* _What needs to be done_:
Copy every line of the listing exactly.

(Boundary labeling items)
>> BEGIN
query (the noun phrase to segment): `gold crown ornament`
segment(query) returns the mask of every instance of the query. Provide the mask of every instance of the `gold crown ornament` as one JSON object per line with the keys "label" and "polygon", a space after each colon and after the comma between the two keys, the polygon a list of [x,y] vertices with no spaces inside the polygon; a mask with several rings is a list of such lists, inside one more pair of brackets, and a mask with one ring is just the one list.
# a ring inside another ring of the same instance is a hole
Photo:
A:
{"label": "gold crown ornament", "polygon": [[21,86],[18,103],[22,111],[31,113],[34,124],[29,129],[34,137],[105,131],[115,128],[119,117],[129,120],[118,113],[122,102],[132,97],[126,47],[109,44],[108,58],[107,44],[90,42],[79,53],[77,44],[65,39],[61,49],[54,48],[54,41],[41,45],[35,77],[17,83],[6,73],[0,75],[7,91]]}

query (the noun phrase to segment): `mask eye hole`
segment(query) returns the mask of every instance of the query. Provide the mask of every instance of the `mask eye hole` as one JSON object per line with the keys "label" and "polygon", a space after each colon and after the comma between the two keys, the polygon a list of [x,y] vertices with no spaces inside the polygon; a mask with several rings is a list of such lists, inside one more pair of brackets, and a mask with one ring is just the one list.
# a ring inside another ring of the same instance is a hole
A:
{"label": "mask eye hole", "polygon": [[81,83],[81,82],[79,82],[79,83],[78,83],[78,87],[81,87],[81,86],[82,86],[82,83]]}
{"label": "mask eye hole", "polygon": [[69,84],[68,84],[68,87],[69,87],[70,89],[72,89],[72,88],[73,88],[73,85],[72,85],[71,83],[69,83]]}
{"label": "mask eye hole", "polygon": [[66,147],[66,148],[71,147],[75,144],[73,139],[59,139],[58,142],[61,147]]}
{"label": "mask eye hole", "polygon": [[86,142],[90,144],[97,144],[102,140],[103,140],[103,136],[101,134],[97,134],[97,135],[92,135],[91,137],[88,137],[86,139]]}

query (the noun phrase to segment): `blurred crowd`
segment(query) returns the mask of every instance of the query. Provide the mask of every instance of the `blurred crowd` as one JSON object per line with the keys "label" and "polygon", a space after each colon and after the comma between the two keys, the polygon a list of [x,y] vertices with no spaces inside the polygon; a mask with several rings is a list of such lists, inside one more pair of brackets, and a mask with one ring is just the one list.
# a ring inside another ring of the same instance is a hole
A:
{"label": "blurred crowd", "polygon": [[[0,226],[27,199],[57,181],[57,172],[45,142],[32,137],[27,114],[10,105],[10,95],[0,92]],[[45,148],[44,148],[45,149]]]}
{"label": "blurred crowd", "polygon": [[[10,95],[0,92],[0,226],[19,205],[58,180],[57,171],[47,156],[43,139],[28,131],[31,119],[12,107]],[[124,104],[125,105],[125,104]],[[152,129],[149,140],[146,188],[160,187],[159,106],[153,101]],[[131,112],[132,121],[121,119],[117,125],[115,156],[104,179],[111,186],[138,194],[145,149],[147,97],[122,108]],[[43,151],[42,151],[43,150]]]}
>> END
* _Complete response_:
query (the noun phrase to segment): `gold crown ornament`
segment(query) returns the mask of every instance of the query. Provide the mask of every instance of the `gold crown ornament` as one JSON object per line with the keys "label" and "polygon", a space after each colon and after the comma between the two keys, the polygon a list of [x,y] vertices with no spaces inside the polygon; a mask with several rings is a list of such lists, inside one more pair of brackets, and a mask with one ring is just the one list.
# a ring inside another ring of the same instance is a hole
Photo:
A:
{"label": "gold crown ornament", "polygon": [[21,86],[18,103],[22,111],[31,113],[34,124],[29,129],[34,137],[105,131],[115,128],[119,117],[129,120],[118,113],[122,102],[132,97],[126,47],[109,44],[108,58],[107,44],[90,42],[79,53],[77,44],[65,39],[61,49],[54,48],[54,41],[41,45],[35,77],[17,83],[6,73],[0,75],[7,91]]}

query (the noun phrase to segment): `mask eye hole`
segment(query) returns the mask of every instance of the query. Provide the mask of every instance of the `mask eye hole` as one JSON object per line with the keys "label" and "polygon", a space after each colon and after the comma between the two keys, the polygon a list of [x,y] vertices with no spaces inside the polygon; a mask with several rings is a list of such lists, inside one more pair of brackets, and a mask with one ring is just the one list.
# a ring inside another ring of the same instance is a hole
A:
{"label": "mask eye hole", "polygon": [[81,83],[81,82],[79,82],[79,83],[78,83],[78,87],[81,87],[81,86],[82,86],[82,83]]}
{"label": "mask eye hole", "polygon": [[69,84],[68,84],[68,87],[69,87],[70,89],[72,89],[72,88],[73,88],[73,85],[72,85],[71,83],[69,83]]}
{"label": "mask eye hole", "polygon": [[66,147],[66,148],[71,147],[75,144],[73,139],[59,139],[58,142],[61,147]]}
{"label": "mask eye hole", "polygon": [[86,142],[90,144],[97,144],[102,140],[103,140],[103,136],[101,134],[97,134],[97,135],[92,135],[91,137],[88,137],[86,139]]}

query (the noun phrase to segment): `blurred crowd`
segment(query) returns the mask of every instance of the query. Provide the mask of every instance of the `blurred crowd` as one JSON object per line with the keys "label" and "polygon", a space after each colon and after the comma between the two keys, the polygon a list of [x,y] vertices with no spaces inside the polygon; a mask with several rings is a list of such lists, inside one more pair of brackets, and a mask with one ring is just the one list.
# a ring inside another ring of the same instance is a hole
A:
{"label": "blurred crowd", "polygon": [[[0,226],[27,199],[57,181],[57,172],[45,142],[32,137],[27,114],[10,105],[10,95],[0,92]],[[45,148],[44,148],[45,149]]]}
{"label": "blurred crowd", "polygon": [[[10,95],[0,92],[0,226],[19,205],[58,180],[57,171],[47,156],[43,139],[28,131],[31,119],[12,107]],[[124,104],[125,105],[125,104]],[[152,129],[149,140],[146,188],[160,187],[159,106],[153,101]],[[131,112],[132,121],[121,119],[117,125],[115,156],[104,179],[111,186],[138,194],[145,149],[147,97],[122,108]],[[43,151],[42,151],[43,150]]]}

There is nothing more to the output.